Number of People With Dementia Set to Jump 40% to 78 Million Globally by 2030, According to WHO
Despite the continued rise in dementia around the world, the WHO says only one in four countries has a national policy in place to support dementia patients and their families. Photo: Thanasis Zovoilis / GettyImages
More than 55 million people worldwide are living with dementia, a neurological disorder that robs them of their memory and costs the world $1.3 trillion a year, the World Health Organization (WHO) said on Thursday.
The progressive condition can be caused by stroke, brain injury or Alzheimer’s disease. With populations ageing, the number of sufferers is projected to rise to 78 million by 2030 and 139 million by 2050, the WHO said in a report.
Only one in four countries has a national policy in place to support dementia patients and their families, it said, urging governments to step up to the public health challenge.
“Dementia robs millions of people of their memories, independence and dignity, but it also robs the rest of us of the people we know and love,” said Tedros Adhanom Ghebreyesus, WHO director-general.
“The world is failing people with dementia, and that hurts all of us,” he said.
Health ministers agreed in 2015 on a global action plan, including early diagnosis and providing care, but are falling short on meeting targets by 2025, it said.
“Dementia truly is a global public health concern and not just in high-income countries. In fact, over 60% of people with dementia live in low- and middle-income countries,” Katrin Seeher, an expert in WHO’s department of mental health, told a news briefing.

WHAT YOU HAVE TO DO
Can you carry on the news article about the WHO's global dementia figures, starting right after its last sentence?

RECORDS SHOWN
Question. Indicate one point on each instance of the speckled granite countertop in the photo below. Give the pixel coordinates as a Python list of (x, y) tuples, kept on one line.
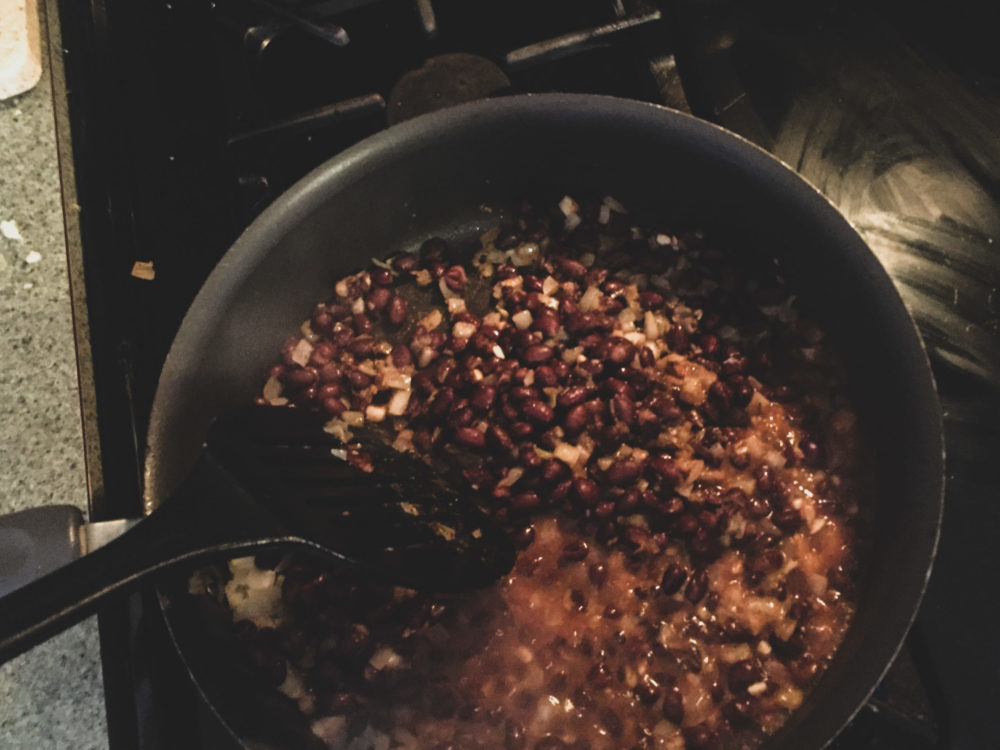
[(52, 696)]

* * *

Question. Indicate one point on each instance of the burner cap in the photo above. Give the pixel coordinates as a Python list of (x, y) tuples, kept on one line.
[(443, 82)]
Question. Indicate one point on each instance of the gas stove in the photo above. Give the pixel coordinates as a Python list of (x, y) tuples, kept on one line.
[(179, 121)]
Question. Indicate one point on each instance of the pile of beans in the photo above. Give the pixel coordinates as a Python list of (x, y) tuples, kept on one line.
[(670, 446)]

TASK ANSWER
Medication, hygiene products and household adjustments for dementia patients are more accessible in wealthy countries, which have a greater level of reimbursement than in lower-income countries, the report said.
Dementia affects memory, orientation, learning capacity, language, judgement, and the ability to perform everyday tasks.
Seeher noted that dementia can also affect people aged below 65, with so-called young-onset dementia accounting for around 10% of all dementia cases.
But developing dementia is not inevitable and some risk factors can be reduced, by controlling hypertension, diabetes, diet, depression, and the use of alcohol and tobacco, the WHO said.
“These are the things that we can do to promote our brain health and decrease the cognitive decline and the risk for dementia. These are things that can be started at a younger age,” said WHO expert Tarun Dua.